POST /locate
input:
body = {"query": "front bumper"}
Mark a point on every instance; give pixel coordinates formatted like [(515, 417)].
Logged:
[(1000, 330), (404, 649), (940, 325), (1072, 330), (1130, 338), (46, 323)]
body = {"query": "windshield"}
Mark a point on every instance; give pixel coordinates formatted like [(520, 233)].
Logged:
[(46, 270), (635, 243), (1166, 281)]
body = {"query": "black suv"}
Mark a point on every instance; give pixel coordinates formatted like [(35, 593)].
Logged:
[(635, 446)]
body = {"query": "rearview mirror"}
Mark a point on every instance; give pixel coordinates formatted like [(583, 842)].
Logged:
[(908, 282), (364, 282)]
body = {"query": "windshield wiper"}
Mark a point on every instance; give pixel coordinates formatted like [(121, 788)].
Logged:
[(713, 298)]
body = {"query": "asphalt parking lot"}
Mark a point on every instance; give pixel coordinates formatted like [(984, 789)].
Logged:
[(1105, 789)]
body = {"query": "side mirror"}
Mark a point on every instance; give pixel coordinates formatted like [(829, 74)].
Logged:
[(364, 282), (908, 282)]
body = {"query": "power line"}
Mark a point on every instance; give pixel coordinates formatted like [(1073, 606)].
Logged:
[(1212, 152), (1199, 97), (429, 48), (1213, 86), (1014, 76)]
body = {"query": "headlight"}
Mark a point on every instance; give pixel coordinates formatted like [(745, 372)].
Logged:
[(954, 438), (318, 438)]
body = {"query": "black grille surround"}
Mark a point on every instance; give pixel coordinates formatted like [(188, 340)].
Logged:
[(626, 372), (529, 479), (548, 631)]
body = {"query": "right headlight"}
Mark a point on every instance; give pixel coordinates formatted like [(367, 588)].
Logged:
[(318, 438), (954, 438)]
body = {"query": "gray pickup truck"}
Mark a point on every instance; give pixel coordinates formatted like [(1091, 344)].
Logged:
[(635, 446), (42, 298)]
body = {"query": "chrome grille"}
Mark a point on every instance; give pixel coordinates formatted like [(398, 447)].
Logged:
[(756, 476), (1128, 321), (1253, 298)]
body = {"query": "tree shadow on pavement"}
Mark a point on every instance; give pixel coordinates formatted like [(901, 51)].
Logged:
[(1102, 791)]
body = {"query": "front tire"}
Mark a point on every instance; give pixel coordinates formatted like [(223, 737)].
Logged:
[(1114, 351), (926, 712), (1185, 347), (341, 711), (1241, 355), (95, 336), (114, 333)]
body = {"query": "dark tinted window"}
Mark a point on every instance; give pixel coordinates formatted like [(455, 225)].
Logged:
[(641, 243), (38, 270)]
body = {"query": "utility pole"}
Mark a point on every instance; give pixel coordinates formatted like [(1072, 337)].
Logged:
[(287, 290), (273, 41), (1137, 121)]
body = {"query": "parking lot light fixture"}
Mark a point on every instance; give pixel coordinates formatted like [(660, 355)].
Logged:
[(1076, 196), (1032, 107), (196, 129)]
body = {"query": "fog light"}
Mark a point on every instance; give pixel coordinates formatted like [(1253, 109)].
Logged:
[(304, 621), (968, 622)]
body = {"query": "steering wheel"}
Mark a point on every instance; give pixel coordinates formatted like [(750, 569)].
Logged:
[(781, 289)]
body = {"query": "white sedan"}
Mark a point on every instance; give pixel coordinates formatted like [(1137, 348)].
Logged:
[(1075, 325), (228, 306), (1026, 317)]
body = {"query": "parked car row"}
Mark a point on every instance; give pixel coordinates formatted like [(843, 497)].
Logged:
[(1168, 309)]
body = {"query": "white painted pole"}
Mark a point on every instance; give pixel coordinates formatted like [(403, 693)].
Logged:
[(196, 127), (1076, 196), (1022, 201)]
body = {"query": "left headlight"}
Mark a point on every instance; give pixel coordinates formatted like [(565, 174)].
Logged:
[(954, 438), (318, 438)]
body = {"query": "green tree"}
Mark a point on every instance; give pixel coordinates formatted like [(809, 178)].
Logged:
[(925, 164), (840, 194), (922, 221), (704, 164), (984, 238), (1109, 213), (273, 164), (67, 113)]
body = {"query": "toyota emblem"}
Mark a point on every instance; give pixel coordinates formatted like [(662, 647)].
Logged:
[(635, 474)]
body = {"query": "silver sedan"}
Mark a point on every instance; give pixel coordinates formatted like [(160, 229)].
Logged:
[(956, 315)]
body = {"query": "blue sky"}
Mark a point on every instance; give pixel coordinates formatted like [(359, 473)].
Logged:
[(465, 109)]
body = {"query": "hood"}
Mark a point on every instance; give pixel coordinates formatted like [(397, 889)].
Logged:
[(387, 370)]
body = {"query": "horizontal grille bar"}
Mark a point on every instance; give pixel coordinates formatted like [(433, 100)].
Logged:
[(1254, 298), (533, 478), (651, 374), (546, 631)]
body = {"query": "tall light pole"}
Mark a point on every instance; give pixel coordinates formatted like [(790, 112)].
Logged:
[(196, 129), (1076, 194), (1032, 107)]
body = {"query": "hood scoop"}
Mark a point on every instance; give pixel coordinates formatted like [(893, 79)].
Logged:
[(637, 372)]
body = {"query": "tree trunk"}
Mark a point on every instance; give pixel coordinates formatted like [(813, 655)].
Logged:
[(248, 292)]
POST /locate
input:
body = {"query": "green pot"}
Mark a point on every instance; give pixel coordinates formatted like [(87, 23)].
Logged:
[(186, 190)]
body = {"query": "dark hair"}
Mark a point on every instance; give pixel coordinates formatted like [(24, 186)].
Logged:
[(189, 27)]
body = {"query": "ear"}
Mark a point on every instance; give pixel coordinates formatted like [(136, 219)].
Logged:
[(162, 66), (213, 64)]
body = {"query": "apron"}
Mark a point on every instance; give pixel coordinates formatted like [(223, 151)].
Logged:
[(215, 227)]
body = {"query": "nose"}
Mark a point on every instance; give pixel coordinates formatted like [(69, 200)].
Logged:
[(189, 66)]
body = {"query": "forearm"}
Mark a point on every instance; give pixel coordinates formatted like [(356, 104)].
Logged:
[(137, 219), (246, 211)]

▶ **Your instructions**: The material above should be given again in full, exactly.

▶ **Task response**:
POST /locate
input:
body = {"query": "front bumper"}
Mark a point on every instance; give pixel coordinates formatted like [(515, 417)].
Logged:
[(1000, 330), (404, 649), (940, 325), (1072, 330), (1130, 338), (46, 323)]
body = {"query": "windshield"}
Mark a point on every instance; give pixel coordinates formatted like [(520, 233)].
Logged:
[(46, 270), (635, 243), (1166, 281)]
body = {"query": "black suv"}
Mark a point on every instance; give pixel coordinates formatted like [(35, 593)].
Logged:
[(635, 446)]
body = {"query": "rearview mirror"}
Mark a point on every instance; give pixel coordinates formatted like [(583, 842)].
Logged:
[(908, 282), (364, 282)]
body = {"query": "windshield wiper"}
Mark a point on every instance; give pixel coordinates formatted like [(121, 788)].
Logged:
[(713, 298)]
body = {"query": "asphalt parking lot"}
Mark a point on every instance; give pixel coordinates formatted like [(984, 789)].
Logged:
[(1105, 789)]
body = {"query": "side mirror"}
Mark a point on every instance; give pixel coordinates formatted like [(829, 74)].
Logged:
[(364, 282), (908, 282)]
body = {"query": "power line"}
Mark a point on every instance; give pixel coordinates formatted like [(1073, 606)].
Logged:
[(1212, 152), (1199, 97), (429, 48), (1213, 86), (1014, 76)]
body = {"query": "headlight"}
Mark a point on every instance; give pixel coordinates formatted like [(745, 372)].
Logged:
[(954, 438), (318, 438)]
body = {"query": "black grille surround"}
Mark a point on every instance; give pixel coordinates formatted like [(188, 340)].
Logged:
[(626, 372), (529, 479), (548, 631)]
body = {"query": "right headlight"}
Mark a point on every instance; give pixel coordinates formatted like [(367, 588)].
Logged:
[(318, 438), (954, 438)]
body = {"query": "gray pickup truck"}
Mark a point on every instance; give pixel coordinates formatted like [(1091, 344)].
Logged:
[(635, 446), (42, 298)]
body = {"query": "chrome grille"}
Mark a point on every instance; give pixel coordinates formatted like [(398, 447)].
Logged:
[(756, 476), (1128, 321), (1253, 298)]
body = {"query": "tree shadow on pavement"}
Mark a point on every instance; give pixel coordinates formatted like [(901, 51)].
Logged:
[(1102, 791)]
body = {"query": "front tire"}
Mark a point on every instance; give pixel coordinates formatted like [(223, 737)].
Logged:
[(1114, 351), (926, 712), (1185, 347), (341, 711), (1241, 355), (95, 336), (114, 333)]
body = {"query": "dark tinted window"}
Mark a point on every instance; give pixel coordinates formatted like [(455, 225)].
Logged:
[(641, 243), (38, 270)]
body = {"query": "utility pole"}
Mark a point on every instance; give pixel coordinates formatted like [(1072, 337)].
Logged:
[(287, 290), (273, 41), (1137, 121)]
body = {"query": "parking lot light fixture"}
Mark a point on every instance; give pixel coordinates formatted like [(660, 355)].
Logged:
[(1076, 196), (1032, 107), (196, 129)]
body = {"query": "fog light"}
Mark a point on every instance; give pixel coordinates formatted like [(1253, 109)].
Logged:
[(304, 621), (968, 622)]
body = {"query": "steering wheel"}
Mark a point on every instance; give pixel coordinates formatted like [(750, 569)].
Logged:
[(781, 289)]
body = {"query": "white sedan"}
Mark a point on every instance; give pixel coordinates formatted like [(1137, 348)].
Logged:
[(1075, 325), (228, 306), (1026, 317)]
body = {"query": "parked car row"}
Mark a point on every instance; give pixel coordinates formatted like [(843, 497)].
Logged:
[(1168, 309)]
body = {"query": "white painted pole"}
Mark a point on every instance; give pixel coordinates formatted like [(403, 693)].
Logged:
[(196, 127), (1076, 196), (1022, 201)]
body = {"query": "left headlight"}
Mark a point on every instance; give pixel coordinates formatted like [(565, 174)].
Logged:
[(954, 438), (318, 438)]
body = {"query": "green tree"}
Mark a point on every instance; give pixel coordinates formatted like [(809, 178)].
Logged:
[(925, 164), (840, 194), (922, 221), (704, 164), (984, 238), (1109, 213), (273, 164), (67, 113)]
body = {"query": "toyota emblem"}
Mark a point on every instance; give pixel coordinates formatted like [(662, 647)].
Logged:
[(635, 474)]
body = {"query": "silver sedan"}
Mark a point on every instance; give pixel coordinates formatted like [(160, 229)].
Logged:
[(956, 315)]
body = {"query": "blue sky"}
Mark a point on every instance; give pixel coordinates formatted like [(359, 473)].
Logged:
[(465, 109)]
body = {"query": "hood"}
Mark a point on every instance; give pixel coordinates formatted like [(397, 889)].
Logged:
[(387, 370)]
body = {"query": "horizontal grille bar"}
Mark a point on every instance; give pixel coordinates formatted like [(433, 100)].
Logged:
[(1254, 298), (533, 478), (651, 374), (546, 631)]
body = {"query": "tall light pole"}
Mark a point on every instance; give pixel coordinates formatted like [(790, 112)].
Logged:
[(196, 129), (1076, 194), (1032, 107)]
body = {"query": "hood scoop"}
Mark a point on every instance; give pixel coordinates formatted like [(893, 79)].
Logged:
[(637, 372)]
body = {"query": "tree trunk"}
Mark a point on every instance; give pixel coordinates formatted like [(813, 655)].
Logged:
[(248, 292)]
POST /locate
input:
body = {"query": "green pot"}
Mark a point on every instance; give pixel coordinates formatted like [(87, 23)].
Logged:
[(186, 190)]
body = {"query": "dark hair"}
Mark a point on every instance; give pixel coordinates formatted like [(24, 186)].
Logged:
[(189, 27)]
body = {"query": "ear"}
Mark a point on every instance; give pixel coordinates formatted like [(136, 219)].
Logged:
[(162, 66), (213, 64)]
body = {"query": "apron"}
Mark a point on every instance; give pixel coordinates formatted like [(223, 151)].
Logged:
[(215, 227)]
body = {"query": "nose"}
Mark a point on every instance; give pixel coordinates formatted like [(69, 200)].
Logged:
[(189, 66)]
body = {"query": "forearm"}
Mark a point on every instance; give pixel coordinates formatted like [(356, 104)].
Logged:
[(137, 219), (246, 211)]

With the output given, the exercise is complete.